▶ Requirements
Reproduce the items below verbatim, from their first line through the line holding "POLYGON ((375 319, 371", inclusive.

** begin **

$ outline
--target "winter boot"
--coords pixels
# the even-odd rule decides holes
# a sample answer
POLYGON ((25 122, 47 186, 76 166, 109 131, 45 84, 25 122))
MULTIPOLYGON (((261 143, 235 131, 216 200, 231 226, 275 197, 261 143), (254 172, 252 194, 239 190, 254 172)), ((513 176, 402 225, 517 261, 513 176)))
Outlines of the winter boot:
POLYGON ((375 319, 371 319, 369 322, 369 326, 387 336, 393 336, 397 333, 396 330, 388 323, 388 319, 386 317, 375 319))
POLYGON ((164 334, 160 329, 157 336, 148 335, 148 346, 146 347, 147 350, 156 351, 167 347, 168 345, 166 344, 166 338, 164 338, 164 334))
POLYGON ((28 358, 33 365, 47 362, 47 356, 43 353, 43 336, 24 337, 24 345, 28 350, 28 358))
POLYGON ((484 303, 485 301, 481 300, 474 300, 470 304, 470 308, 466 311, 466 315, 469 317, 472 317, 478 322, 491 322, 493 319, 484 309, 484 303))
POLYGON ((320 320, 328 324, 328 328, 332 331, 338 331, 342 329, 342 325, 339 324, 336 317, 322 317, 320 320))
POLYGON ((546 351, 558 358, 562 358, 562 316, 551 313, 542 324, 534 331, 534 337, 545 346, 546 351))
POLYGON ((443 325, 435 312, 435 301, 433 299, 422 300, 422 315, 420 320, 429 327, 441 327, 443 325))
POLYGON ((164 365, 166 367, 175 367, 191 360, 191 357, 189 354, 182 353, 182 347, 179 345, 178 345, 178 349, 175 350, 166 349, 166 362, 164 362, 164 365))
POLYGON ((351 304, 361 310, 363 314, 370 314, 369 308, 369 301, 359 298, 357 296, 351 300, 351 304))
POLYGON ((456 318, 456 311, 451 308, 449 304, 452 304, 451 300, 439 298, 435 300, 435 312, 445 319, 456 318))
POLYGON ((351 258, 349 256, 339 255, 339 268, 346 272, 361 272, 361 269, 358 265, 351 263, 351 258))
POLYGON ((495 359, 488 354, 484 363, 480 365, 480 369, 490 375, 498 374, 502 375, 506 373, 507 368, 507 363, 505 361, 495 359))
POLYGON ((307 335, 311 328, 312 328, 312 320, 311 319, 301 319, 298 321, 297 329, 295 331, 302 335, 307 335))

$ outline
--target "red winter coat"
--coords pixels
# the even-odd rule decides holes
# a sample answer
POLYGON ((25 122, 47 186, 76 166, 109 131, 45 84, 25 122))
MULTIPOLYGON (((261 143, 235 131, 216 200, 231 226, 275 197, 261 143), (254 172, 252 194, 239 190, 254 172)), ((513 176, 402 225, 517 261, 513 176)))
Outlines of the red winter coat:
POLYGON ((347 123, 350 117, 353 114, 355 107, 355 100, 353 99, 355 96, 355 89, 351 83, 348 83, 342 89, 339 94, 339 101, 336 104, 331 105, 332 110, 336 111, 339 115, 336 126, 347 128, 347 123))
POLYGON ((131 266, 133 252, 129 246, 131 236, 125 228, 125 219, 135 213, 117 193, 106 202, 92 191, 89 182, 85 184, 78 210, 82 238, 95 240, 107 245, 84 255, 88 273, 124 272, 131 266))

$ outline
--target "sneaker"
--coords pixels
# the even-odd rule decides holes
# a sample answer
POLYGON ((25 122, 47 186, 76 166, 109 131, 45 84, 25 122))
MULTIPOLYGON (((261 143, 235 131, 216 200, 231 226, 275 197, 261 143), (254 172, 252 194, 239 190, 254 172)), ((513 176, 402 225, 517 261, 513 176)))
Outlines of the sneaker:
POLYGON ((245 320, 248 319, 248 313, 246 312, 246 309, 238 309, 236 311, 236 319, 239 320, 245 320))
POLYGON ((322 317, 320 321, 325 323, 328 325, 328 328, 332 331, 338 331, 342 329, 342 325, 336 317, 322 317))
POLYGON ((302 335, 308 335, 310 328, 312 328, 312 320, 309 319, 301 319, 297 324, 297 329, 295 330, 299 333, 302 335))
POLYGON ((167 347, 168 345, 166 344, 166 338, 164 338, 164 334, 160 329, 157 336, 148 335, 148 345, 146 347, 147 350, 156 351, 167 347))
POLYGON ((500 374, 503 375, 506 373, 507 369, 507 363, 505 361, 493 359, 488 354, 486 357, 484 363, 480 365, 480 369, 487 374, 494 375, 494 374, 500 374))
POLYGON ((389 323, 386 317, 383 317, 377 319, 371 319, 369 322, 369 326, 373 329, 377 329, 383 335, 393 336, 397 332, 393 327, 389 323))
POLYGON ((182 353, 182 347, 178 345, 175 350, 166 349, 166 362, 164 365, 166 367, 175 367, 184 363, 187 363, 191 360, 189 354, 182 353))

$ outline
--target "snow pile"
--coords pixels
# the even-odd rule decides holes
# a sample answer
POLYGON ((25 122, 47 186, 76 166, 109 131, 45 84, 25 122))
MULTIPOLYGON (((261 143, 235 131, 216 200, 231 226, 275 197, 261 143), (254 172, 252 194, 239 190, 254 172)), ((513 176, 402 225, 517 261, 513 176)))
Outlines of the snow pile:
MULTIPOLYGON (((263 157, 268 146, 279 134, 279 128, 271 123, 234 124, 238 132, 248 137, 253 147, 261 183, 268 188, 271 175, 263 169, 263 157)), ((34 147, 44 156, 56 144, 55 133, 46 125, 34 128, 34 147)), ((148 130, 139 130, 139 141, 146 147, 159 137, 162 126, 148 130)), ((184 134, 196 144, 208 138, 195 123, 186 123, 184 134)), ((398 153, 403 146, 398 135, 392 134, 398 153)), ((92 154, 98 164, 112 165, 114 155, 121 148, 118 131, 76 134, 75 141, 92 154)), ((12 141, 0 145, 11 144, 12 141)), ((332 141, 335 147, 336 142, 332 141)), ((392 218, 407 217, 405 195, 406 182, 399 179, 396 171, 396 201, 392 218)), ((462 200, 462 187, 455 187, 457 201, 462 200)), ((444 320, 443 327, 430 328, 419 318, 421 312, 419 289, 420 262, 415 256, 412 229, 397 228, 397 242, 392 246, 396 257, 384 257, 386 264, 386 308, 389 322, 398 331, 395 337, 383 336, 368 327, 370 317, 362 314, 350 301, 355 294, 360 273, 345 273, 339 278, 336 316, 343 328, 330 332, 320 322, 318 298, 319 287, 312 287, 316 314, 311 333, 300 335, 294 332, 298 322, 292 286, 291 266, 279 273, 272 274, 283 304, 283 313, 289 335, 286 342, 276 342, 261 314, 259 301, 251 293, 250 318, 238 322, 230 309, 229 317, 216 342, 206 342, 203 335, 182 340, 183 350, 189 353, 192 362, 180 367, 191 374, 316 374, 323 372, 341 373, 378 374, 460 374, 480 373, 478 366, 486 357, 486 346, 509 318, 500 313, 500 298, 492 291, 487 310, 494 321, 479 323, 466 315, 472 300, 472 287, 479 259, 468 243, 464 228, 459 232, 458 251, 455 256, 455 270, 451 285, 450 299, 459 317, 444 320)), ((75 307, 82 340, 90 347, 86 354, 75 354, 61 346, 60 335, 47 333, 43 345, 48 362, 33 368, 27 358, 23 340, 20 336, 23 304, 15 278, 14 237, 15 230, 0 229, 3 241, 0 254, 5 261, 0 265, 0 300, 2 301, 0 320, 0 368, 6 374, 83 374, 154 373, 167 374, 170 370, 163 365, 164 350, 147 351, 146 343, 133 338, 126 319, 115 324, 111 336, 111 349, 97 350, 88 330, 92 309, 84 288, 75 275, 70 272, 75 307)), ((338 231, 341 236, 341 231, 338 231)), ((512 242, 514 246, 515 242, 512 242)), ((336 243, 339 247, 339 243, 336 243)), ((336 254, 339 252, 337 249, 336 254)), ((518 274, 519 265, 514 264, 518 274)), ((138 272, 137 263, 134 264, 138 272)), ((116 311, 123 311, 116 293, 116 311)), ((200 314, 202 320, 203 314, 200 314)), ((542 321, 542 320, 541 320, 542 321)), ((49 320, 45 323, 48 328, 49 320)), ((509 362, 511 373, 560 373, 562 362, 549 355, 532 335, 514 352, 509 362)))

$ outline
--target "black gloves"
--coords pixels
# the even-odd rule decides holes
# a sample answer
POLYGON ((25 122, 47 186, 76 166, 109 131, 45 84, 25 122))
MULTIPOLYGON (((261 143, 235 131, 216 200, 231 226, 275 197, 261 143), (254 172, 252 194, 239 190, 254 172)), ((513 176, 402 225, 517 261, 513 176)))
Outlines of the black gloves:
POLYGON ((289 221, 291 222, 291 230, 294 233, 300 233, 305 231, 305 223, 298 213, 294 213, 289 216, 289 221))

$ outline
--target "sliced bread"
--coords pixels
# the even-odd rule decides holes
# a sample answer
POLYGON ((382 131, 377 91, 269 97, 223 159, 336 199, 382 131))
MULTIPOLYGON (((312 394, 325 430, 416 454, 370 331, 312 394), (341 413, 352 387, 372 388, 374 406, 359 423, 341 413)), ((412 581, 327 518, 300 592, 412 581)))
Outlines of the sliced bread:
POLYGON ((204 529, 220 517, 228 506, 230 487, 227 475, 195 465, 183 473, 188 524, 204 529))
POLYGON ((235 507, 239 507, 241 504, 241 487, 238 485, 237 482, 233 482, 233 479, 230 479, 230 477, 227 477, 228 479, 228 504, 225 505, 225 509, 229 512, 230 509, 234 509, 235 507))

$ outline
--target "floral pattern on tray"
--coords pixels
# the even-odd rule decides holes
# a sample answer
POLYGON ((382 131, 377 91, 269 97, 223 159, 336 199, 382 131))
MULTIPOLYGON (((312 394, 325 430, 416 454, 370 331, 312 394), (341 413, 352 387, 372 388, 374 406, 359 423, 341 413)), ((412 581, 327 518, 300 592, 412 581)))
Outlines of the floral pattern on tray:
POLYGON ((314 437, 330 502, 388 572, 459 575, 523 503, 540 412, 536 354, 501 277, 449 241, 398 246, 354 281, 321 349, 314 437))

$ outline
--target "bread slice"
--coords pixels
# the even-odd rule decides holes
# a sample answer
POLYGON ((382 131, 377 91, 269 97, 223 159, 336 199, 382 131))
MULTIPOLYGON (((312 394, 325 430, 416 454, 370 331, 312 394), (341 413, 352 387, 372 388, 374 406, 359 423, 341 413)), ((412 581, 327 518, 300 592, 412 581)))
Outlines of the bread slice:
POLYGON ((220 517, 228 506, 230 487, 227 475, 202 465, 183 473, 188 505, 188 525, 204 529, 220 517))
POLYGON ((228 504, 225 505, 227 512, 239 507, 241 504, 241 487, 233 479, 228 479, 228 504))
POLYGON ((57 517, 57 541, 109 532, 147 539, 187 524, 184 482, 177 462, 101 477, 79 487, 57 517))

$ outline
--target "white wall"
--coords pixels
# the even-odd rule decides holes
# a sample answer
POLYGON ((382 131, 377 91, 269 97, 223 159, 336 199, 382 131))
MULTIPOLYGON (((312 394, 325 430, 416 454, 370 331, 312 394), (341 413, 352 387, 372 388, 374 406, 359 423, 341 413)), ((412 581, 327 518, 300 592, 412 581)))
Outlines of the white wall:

** end **

▶ Right answer
$ outline
--target "winter boot"
--coords pixels
# the even-odd rule decides holes
# a sample answer
POLYGON ((25 122, 47 186, 76 166, 109 131, 45 84, 25 122))
MULTIPOLYGON (((261 143, 235 131, 216 200, 231 226, 275 197, 261 143), (254 172, 252 194, 239 190, 254 172)), ((513 176, 402 225, 517 261, 513 176)))
Outlines of the winter boot:
POLYGON ((375 319, 371 319, 369 322, 369 326, 387 336, 393 336, 397 333, 396 330, 388 323, 388 319, 386 317, 375 319))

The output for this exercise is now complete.